◆ TASK OBJECTIVE ◆
Turn the records below into a Markdown table with the columns Row and Line, giving each line its row number and leaving out blank lines. Start at the first line of the records and go on through the line with "x=503, y=274", including both.

### INPUT RECORDS

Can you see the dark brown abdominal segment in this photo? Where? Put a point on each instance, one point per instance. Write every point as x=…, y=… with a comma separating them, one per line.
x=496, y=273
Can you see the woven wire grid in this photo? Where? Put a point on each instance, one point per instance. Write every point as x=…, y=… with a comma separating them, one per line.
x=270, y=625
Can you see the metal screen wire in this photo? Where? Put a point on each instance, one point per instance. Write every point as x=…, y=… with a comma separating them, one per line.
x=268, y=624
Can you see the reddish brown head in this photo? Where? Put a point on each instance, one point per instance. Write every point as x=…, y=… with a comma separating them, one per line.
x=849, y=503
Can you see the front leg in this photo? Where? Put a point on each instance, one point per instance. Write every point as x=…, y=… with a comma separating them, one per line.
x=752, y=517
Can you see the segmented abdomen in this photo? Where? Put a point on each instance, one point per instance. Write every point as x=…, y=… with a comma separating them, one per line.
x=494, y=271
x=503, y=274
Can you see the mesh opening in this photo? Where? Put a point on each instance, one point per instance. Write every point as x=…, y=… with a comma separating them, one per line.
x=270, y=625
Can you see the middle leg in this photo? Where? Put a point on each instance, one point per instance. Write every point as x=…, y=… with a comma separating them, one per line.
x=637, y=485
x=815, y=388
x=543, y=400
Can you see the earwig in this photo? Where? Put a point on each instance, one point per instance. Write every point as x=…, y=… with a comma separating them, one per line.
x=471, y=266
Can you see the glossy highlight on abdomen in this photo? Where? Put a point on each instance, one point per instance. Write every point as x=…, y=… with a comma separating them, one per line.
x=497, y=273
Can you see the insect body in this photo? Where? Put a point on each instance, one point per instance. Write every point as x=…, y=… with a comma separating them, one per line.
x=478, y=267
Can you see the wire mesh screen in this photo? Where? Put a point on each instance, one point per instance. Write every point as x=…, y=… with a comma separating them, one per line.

######

◆ REPLY ◆
| Row | Line |
|---|---|
| 1 | Can you see the dark brown abdominal segment in this photo? Where? Put a point on each instance, one point per instance. Write every point as x=…, y=… with a comma separating them, one per line. |
| 2 | x=496, y=273 |
| 3 | Can you see the woven wire grid in this photo? Where? Put a point on each instance, one point per instance. Write every point as x=…, y=… with a comma separating them, one per line. |
| 4 | x=270, y=625 |
| 5 | Can you see the metal screen wire in this photo? Where? Put a point on each instance, one point per instance. Write every point as x=…, y=… with a comma separating them, one per line. |
| 6 | x=268, y=624 |
| 7 | Can you see the reddish brown head in this photo? Where? Put a point on each instance, one point per instance. Write every point as x=…, y=… with a comma separating them, one per line. |
| 8 | x=849, y=503 |
| 9 | Can you see the front leg in this photo? Where? Put a point on each instance, one point per instance. Write every point as x=…, y=… with a comma separating them, one per line. |
| 10 | x=752, y=517 |
| 11 | Can you see the segmented abdomen in this photo? Where? Put a point on each instance, one point per instance. Write every point as x=…, y=… with a comma separating them, one per line. |
| 12 | x=494, y=271 |
| 13 | x=503, y=274 |